--- START ---

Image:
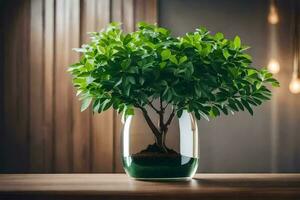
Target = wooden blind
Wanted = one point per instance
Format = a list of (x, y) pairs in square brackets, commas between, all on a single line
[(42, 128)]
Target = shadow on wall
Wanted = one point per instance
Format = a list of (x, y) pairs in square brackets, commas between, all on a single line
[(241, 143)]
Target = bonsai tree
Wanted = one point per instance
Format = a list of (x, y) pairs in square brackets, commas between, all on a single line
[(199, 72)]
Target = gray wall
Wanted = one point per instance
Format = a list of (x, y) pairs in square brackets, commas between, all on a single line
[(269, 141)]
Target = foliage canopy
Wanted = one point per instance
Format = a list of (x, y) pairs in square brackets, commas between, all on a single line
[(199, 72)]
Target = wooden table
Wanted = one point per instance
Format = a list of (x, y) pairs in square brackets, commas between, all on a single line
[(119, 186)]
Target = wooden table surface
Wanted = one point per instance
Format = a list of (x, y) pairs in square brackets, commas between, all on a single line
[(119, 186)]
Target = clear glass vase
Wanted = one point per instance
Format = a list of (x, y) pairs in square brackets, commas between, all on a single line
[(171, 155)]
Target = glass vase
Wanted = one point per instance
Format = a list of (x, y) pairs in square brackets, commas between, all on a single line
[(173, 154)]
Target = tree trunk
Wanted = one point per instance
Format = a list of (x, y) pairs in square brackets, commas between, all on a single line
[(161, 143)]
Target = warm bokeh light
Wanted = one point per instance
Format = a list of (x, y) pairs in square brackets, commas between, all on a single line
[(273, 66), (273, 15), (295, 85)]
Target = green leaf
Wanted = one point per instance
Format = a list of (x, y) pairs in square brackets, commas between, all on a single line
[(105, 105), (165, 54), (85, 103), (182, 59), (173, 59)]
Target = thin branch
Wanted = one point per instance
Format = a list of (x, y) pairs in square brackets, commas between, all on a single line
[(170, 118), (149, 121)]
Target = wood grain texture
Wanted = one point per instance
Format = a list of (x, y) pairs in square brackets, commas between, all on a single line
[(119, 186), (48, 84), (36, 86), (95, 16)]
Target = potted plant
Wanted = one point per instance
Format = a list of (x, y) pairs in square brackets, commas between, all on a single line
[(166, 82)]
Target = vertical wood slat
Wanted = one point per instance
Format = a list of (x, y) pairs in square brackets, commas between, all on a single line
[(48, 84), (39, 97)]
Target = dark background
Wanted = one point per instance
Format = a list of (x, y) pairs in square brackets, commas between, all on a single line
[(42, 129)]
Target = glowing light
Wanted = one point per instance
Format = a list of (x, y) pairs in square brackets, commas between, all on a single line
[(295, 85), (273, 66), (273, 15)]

--- END ---
--- START ---

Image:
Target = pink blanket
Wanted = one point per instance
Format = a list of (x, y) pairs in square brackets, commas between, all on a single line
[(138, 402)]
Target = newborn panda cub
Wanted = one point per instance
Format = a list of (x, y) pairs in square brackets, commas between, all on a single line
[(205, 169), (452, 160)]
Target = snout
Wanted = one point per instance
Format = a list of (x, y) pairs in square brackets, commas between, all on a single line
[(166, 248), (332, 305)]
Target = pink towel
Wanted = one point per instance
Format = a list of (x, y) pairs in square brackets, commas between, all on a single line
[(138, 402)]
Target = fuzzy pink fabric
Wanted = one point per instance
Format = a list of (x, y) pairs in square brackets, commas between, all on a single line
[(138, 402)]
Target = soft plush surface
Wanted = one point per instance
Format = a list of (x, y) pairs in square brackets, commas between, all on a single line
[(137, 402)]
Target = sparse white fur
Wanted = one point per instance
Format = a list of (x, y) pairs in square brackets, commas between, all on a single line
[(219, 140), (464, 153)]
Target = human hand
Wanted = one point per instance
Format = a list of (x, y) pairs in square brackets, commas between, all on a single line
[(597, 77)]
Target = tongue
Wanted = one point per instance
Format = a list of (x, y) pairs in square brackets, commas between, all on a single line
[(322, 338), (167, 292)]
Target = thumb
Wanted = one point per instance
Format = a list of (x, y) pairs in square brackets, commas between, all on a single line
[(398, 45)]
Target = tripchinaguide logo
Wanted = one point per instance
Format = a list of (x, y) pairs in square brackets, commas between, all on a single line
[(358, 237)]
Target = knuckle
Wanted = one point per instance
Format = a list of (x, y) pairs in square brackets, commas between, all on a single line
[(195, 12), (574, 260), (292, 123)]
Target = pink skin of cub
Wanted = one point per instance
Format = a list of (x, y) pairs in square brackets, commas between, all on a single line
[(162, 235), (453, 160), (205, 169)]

--- END ---

TASK OBJECTIVE: Which lines above include the word "vase"? Show each one.

RESULT OF THE TASK:
Target = clear glass vase
Target = glass vase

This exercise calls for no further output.